(SET PROBLEM 1):
Reproduce the PhD430 machine learning exam text below in full, without any changes.

(SOURCE EXCERPT):
**********

# **PhD430 - Machine Learning Exam**
## Morteza Aghajanzadeh 
### Dec 2023

## **Task 1**

### (a) *Symbolic differentiation*

\begin{equation*}
\begin{split}
L & = (y - \omega x -b)^2\\
\frac{\partial L}{\partial \omega} &  = 2 (-x)(y - \omega x -b)\\
& = 2 (-2)(3 - 2 \omega ) \\
& = 8 \omega - 12
\end{split}
\end{equation*}


### (b) *The forward difference method*

\begin{equation*}
\begin{split}
L & = (y - \omega x -b)^2\\
\frac{\partial L}{\partial \omega} &  \approx  \dfrac{(y - (\omega + h) x -b)^2 - (y - \omega x -b)^2}{h}\\
& \approx \dfrac{((y - (\omega + h) x -b) + (y - \omega x -b)) ((y - (\omega + h) x -b) - (y - \omega x -b))}{h} \\
& \approx \dfrac{(2(y - \omega x -b) - hx) (-hx)}{h} \\
& \approx {(2(y - \omega x -b) - hx) (-x)}\\
& \approx {2(-x) (y - \omega x -b)}\\
& \approx 2 (-2)(3 - 2 \omega ) \\
& = 8 \omega - 12
\end{split}
\end{equation*}


### (c) *Autodifferentiation*

\begin{equation*}

\left.\begin{array}{c}
g(z) = z^2 \Rightarrow \frac{\partial g(z)}{\partial z} = 2z\\
f(w) = y - wx - b \Rightarrow \frac{\partial f(w)}{\partial w} = -x
\end{array}\right\} \Rightarrow \frac{\partial L}{\partial \omega} = \frac{\partial g(f(w))}{\partial f(w)} \frac{\partial f(w)}{\partial \omega} = (2f(w)) (-x) = 2 (y - \omega x -b)(-x)  = 2 (-2)(3 - 2 \omega ) = 8 \omega - 12
\end{equation*}


## **Task 2**

Assume you want to estimate an AR(1) model of the log USD-GBP exchange rate:

\begin{equation}
y_{t} = \alpha + \rho y_{t-1} + \epsilon_t
\end{equation}

The code in this notebook trains the model by minimizing the following loss function:

\begin{equation}
L = \frac{1}{T}\sum_{t=1}^{T} \left(y_{t} - \alpha - \rho y_{t-1}
\right)^{2}
\end{equation}

In [7]:
# Import libraries.

**********

(RECORDED DATA):
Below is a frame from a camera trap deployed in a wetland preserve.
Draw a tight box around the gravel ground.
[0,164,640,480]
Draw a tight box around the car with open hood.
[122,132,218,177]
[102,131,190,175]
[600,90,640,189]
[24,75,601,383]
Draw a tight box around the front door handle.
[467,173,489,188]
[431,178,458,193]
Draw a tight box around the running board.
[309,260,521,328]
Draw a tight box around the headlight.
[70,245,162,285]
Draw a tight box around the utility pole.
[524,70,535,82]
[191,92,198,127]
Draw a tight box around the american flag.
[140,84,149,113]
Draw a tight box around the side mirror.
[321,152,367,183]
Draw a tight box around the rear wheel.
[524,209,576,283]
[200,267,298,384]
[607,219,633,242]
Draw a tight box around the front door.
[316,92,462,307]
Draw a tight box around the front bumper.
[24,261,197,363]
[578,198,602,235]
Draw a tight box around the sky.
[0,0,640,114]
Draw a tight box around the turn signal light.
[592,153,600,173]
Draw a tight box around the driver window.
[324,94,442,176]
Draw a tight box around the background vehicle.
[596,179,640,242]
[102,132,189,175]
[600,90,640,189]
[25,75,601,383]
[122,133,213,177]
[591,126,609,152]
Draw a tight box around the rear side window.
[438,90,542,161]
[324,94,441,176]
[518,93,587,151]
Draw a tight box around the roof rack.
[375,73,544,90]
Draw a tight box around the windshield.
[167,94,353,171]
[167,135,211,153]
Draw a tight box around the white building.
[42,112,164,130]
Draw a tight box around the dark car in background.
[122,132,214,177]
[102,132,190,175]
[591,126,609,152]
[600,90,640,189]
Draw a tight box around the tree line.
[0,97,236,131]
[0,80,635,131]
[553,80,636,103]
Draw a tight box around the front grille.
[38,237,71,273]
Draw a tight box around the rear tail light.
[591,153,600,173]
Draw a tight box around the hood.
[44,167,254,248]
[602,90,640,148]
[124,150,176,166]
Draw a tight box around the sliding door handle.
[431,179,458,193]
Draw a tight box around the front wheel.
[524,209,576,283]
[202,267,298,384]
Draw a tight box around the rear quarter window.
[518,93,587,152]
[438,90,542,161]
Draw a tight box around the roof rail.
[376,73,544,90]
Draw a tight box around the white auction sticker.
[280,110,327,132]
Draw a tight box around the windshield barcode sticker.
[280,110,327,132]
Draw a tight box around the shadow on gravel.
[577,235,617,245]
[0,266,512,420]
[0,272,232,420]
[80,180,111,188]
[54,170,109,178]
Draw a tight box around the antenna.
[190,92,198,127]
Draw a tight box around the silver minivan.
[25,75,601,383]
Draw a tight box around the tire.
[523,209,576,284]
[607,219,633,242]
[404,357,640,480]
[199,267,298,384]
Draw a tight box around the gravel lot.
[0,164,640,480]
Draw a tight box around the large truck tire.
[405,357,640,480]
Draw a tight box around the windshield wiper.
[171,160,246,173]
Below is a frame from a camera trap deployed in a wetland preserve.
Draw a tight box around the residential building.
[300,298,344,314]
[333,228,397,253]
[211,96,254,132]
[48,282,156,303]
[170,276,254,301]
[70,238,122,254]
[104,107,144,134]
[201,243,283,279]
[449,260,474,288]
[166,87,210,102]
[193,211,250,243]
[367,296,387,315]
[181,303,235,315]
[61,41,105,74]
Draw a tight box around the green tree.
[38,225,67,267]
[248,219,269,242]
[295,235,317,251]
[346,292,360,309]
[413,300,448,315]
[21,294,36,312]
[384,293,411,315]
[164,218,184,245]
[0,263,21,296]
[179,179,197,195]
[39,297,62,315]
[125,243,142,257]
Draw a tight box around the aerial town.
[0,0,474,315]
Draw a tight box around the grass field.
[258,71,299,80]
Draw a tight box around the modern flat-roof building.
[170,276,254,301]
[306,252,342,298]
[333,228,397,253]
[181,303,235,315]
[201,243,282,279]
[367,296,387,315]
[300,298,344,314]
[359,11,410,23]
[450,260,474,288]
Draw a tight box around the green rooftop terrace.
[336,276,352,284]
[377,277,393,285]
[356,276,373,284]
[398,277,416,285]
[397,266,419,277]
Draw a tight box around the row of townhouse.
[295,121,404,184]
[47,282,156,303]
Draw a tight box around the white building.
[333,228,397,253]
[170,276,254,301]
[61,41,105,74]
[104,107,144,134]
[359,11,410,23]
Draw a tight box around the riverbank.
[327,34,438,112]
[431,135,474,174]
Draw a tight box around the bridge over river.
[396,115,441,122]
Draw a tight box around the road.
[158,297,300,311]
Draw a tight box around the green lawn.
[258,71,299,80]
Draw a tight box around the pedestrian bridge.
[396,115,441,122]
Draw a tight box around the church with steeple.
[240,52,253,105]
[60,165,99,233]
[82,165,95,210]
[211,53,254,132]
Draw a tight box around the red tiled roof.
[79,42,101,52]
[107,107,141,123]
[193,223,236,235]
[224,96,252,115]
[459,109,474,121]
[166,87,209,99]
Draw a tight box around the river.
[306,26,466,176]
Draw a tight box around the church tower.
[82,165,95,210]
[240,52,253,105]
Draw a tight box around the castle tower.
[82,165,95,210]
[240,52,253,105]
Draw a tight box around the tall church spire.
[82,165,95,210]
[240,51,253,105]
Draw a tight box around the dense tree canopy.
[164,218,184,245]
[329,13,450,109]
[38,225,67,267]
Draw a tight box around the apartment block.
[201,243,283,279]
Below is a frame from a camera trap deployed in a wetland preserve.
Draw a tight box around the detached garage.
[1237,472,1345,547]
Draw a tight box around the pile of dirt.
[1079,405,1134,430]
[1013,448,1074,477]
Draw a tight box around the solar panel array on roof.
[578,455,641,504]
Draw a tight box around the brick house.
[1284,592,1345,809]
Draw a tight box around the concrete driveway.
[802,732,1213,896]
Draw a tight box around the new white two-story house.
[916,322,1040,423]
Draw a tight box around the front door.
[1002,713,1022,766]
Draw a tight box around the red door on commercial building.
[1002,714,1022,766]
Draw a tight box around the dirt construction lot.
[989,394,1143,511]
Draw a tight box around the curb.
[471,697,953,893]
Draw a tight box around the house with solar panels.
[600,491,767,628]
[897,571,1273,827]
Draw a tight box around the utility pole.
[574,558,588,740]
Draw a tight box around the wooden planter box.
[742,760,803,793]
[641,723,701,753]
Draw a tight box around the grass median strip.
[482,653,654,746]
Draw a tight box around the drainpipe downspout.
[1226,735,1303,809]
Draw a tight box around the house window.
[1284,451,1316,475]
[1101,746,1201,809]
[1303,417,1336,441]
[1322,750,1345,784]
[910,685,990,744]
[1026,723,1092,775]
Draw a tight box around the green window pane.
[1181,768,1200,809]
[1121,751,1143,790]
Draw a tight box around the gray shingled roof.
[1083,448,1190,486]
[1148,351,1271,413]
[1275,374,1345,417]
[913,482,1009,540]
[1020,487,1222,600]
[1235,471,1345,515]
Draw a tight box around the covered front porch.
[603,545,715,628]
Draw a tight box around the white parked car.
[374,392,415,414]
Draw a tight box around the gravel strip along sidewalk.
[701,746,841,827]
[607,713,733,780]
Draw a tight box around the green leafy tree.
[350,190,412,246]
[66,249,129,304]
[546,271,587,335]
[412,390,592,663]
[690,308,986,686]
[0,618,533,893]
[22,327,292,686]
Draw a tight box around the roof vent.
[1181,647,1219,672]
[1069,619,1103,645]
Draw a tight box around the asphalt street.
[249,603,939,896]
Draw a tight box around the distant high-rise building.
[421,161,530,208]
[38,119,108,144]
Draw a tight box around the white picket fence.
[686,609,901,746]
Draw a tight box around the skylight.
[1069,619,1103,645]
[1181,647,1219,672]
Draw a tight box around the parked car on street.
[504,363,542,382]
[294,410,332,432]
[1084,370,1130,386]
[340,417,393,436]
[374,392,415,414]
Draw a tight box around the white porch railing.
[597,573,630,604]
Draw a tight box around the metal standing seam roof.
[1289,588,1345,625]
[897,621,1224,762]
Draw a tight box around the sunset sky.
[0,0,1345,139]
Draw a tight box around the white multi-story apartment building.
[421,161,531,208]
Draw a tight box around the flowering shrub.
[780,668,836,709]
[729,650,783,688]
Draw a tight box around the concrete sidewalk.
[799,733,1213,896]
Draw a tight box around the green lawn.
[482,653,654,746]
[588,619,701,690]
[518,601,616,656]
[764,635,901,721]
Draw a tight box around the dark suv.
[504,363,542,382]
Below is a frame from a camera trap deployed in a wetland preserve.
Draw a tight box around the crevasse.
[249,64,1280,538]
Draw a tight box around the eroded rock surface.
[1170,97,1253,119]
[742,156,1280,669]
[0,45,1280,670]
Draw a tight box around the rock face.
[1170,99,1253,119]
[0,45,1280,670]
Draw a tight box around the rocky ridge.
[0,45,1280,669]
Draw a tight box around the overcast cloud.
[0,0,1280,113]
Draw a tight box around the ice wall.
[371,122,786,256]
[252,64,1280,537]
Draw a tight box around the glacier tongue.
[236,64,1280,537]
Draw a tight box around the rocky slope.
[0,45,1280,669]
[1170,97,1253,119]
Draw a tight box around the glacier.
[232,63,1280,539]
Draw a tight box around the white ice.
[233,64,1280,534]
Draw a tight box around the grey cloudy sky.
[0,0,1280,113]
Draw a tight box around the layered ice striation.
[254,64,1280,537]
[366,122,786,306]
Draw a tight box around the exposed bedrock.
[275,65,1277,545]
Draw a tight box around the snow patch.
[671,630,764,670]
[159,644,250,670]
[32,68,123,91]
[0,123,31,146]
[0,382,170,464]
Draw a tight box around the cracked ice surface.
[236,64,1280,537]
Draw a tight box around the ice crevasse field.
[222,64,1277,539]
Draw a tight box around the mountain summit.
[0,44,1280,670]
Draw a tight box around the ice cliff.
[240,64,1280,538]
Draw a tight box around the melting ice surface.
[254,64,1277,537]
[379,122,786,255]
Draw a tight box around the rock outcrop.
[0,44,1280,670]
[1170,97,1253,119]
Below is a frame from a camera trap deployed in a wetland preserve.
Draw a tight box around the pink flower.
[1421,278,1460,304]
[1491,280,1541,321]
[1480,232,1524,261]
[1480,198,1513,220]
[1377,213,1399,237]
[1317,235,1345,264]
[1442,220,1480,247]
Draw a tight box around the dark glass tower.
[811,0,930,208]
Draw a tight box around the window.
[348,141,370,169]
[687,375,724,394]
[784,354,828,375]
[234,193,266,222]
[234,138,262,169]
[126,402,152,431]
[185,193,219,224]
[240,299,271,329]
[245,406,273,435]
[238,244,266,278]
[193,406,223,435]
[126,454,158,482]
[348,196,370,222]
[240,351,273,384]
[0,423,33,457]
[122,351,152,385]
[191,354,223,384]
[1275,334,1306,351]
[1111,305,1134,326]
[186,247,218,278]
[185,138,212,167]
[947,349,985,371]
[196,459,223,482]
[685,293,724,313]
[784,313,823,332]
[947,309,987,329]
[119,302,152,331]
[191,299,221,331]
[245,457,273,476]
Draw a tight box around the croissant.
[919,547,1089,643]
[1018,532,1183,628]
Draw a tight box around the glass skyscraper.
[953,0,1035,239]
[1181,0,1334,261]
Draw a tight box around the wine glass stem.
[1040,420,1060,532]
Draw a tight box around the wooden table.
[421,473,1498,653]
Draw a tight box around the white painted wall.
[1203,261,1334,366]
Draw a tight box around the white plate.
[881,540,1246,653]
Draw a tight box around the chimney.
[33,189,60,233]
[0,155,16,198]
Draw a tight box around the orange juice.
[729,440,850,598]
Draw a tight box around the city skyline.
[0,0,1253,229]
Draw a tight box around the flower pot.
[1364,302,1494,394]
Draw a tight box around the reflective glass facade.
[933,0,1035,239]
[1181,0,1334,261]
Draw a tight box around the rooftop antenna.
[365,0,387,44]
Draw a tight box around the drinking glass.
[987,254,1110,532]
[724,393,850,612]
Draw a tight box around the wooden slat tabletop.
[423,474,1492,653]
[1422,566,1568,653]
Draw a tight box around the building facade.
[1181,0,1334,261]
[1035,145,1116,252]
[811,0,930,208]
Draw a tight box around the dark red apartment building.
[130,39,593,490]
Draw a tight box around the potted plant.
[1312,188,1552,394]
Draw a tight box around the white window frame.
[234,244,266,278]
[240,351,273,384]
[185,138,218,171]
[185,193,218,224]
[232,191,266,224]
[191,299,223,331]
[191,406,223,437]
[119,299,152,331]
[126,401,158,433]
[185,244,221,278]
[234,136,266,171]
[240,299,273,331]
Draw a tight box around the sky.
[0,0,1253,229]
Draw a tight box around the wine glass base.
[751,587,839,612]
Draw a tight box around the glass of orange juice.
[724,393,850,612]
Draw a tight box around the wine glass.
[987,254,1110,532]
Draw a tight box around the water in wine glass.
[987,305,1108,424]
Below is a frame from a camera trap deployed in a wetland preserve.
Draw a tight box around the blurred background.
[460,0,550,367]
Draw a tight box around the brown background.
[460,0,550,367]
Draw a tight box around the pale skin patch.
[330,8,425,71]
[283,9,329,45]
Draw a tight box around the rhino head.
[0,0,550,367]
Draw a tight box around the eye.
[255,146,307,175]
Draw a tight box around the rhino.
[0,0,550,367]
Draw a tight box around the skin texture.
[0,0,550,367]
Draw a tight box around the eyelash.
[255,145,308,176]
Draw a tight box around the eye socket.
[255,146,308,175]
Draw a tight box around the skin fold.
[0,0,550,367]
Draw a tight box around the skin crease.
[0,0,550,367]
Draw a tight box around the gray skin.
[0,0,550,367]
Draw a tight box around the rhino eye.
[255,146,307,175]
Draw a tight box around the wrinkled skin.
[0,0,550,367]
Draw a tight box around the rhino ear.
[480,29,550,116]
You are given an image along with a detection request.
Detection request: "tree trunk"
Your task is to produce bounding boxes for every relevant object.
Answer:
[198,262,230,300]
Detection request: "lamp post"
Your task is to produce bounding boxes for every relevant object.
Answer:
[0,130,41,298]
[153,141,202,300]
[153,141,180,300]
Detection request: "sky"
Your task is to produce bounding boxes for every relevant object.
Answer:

**********

(SET PROBLEM 2):
In the records, rewrite only the lines starting with the line that contains "Draw a tight box around the wine glass." and going on through the line that contains "[283,9,329,45]". Replace "pale skin patch" with "light skin patch" and leave everything else the same.

(EXERCISE SOLUTION 1):
# **PhD430 - Machine Learning Exam**
## Morteza Aghajanzadeh 
### Dec 2023

## **Task 1**

### (a) *Symbolic differentiation*

\begin{equation*}
\begin{split}
L & = (y - \omega x -b)^2\\
\frac{\partial L}{\partial \omega} &  = 2 (-x)(y - \omega x -b)\\
& = 2 (-2)(3 - 2 \omega ) \\
& = 8 \omega - 12
\end{split}
\end{equation*}


### (b) *The forward difference method*

\begin{equation*}
\begin{split}
L & = (y - \omega x -b)^2\\
\frac{\partial L}{\partial \omega} &  \approx  \dfrac{(y - (\omega + h) x -b)^2 - (y - \omega x -b)^2}{h}\\
& \approx \dfrac{((y - (\omega + h) x -b) + (y - \omega x -b)) ((y - (\omega + h) x -b) - (y - \omega x -b))}{h} \\
& \approx \dfrac{(2(y - \omega x -b) - hx) (-hx)}{h} \\
& \approx {(2(y - \omega x -b) - hx) (-x)}\\
& \approx {2(-x) (y - \omega x -b)}\\
& \approx 2 (-2)(3 - 2 \omega ) \\
& = 8 \omega - 12
\end{split}
\end{equation*}


### (c) *Autodifferentiation*

\begin{equation*}

\left.\begin{array}{c}
g(z) = z^2 \Rightarrow \frac{\partial g(z)}{\partial z} = 2z\\
f(w) = y - wx - b \Rightarrow \frac{\partial f(w)}{\partial w} = -x
\end{array}\right\} \Rightarrow \frac{\partial L}{\partial \omega} = \frac{\partial g(f(w))}{\partial f(w)} \frac{\partial f(w)}{\partial \omega} = (2f(w)) (-x) = 2 (y - \omega x -b)(-x)  = 2 (-2)(3 - 2 \omega ) = 8 \omega - 12
\end{equation*}


## **Task 2**

Assume you want to estimate an AR(1) model of the log USD-GBP exchange rate:

\begin{equation}
y_{t} = \alpha + \rho y_{t-1} + \epsilon_t
\end{equation}

The code in this notebook trains the model by minimizing the following loss function:

\begin{equation}
L = \frac{1}{T}\sum_{t=1}^{T} \left(y_{t} - \alpha - \rho y_{t-1}
\right)^{2}
\end{equation}

In [7]:
# Import libraries.

(EXERCISE SOLUTION 2):
Draw a tight box around the wine glass.
[987,254,1110,532]
Draw a tight box around the water in wine glass.
[987,305,1108,424]
Below is a frame from a camera trap deployed in a wetland preserve.
Draw a tight box around the blurred background.
[460,0,550,367]
Draw a tight box around the brown background.
[460,0,550,367]
Draw a tight box around the light skin patch.
[330,8,425,71]
[283,9,329,45]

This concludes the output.